"Parlare di Musica è come ballare di architettura" Frank Zappa

13 gen 2024

MM'S BRAINSTORMING - The Most Interesting of 2023 (1/3: INVERNO-PRIMAVERA)

 

10 sono pochi ma 100 sono troppi…eh si, quanta ragione ha il nostro Lost in Moments!

Premesso che l’insindacabile classifica del nostro fondatore non si tocca, dobbiamo ammettere che, mai come in questo 2023, in Redazione sono fioccate idee e proposte per inserirvi dischi che avevano colpito cuore&mente di tutti noi. E, in taluni casi, siamo addirittura arrivati alle (ben poco) velate minacce nell’eventualità di esclusione di alcuni titoli cui tenevamo particolarmente...

※ ※ ※

Consegna
Puoi ricopiare parola per parola l'intero brano fornito?

※ ※ ※

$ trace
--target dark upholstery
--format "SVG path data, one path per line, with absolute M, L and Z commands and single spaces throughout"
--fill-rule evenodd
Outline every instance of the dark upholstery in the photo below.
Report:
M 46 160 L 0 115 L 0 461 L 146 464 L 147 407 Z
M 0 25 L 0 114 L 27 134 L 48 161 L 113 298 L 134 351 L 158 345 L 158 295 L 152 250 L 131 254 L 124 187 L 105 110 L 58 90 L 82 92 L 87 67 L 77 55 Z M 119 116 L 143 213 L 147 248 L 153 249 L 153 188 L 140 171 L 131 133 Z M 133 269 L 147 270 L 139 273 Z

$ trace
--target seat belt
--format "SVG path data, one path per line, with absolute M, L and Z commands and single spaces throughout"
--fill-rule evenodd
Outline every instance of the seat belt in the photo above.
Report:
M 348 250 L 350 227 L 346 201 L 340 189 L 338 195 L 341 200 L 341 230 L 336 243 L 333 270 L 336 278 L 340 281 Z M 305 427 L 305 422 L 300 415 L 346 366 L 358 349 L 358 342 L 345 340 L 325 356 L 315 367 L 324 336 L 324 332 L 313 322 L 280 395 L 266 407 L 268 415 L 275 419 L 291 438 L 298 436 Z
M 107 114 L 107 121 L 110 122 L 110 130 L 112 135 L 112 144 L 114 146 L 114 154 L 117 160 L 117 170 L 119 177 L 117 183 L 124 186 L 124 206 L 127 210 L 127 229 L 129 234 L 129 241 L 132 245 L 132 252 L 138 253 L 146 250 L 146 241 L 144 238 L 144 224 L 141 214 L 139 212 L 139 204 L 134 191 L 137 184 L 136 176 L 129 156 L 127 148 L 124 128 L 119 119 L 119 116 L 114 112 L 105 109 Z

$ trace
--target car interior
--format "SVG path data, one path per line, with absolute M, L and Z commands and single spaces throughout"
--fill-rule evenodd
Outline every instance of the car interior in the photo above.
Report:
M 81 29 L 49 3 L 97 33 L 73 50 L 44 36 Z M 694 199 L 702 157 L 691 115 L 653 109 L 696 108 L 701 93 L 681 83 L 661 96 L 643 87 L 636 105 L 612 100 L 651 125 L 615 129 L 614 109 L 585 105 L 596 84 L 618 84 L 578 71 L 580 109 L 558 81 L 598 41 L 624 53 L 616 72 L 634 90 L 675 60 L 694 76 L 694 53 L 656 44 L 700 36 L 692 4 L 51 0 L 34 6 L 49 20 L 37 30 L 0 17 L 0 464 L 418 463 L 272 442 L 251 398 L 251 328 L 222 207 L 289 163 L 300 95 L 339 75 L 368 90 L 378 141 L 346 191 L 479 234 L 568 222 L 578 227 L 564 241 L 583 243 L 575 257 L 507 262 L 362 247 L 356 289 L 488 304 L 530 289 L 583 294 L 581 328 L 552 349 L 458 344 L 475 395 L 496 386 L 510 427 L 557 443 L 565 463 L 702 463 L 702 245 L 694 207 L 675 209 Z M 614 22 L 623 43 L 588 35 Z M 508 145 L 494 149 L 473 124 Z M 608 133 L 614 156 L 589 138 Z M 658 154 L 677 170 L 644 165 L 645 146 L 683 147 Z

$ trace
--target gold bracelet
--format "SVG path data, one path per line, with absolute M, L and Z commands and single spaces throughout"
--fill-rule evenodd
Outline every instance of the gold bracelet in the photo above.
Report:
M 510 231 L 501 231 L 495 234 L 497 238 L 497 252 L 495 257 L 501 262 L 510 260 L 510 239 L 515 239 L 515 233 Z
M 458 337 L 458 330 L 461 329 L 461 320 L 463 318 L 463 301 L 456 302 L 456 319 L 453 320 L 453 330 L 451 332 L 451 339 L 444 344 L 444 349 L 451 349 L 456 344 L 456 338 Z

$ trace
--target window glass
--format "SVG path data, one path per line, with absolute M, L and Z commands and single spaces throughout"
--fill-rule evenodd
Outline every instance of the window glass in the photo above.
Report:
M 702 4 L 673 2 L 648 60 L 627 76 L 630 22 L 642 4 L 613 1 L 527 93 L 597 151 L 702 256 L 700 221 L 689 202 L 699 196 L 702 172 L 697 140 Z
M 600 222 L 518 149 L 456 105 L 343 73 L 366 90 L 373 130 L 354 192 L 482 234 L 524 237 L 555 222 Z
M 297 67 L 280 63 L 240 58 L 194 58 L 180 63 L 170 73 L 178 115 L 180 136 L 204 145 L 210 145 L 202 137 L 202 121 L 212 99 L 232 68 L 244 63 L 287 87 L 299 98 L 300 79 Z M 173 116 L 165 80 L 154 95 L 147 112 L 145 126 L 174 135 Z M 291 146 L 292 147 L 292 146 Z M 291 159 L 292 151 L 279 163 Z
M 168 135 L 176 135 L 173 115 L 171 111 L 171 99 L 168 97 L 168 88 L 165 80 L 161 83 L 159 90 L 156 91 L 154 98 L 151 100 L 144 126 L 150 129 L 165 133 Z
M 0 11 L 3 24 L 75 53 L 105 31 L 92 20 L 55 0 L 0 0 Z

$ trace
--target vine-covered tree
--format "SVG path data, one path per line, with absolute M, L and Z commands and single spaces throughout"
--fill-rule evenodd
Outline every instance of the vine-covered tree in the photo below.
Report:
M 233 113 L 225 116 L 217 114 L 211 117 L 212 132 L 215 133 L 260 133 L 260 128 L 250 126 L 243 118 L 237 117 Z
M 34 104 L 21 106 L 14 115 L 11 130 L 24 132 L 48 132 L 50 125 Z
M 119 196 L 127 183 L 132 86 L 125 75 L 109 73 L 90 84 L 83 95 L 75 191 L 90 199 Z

※ ※ ※

Soluzione
"Parlare di Musica è come ballare di architettura" Frank Zappa

13 gen 2024

MM'S BRAINSTORMING - The Most Interesting of 2023 (1/3: INVERNO-PRIMAVERA)

 

10 sono pochi ma 100 sono troppi…eh si, quanta ragione ha il nostro Lost in Moments!

Premesso che l’insindacabile classifica del nostro fondatore non si tocca, dobbiamo ammettere che, mai come in questo 2023, in Redazione sono fioccate idee e proposte per inserirvi dischi che avevano colpito cuore&mente di tutti noi. E, in taluni casi, siamo addirittura arrivati alle (ben poco) velate minacce nell’eventualità di esclusione di alcuni titoli cui tenevamo particolarmente...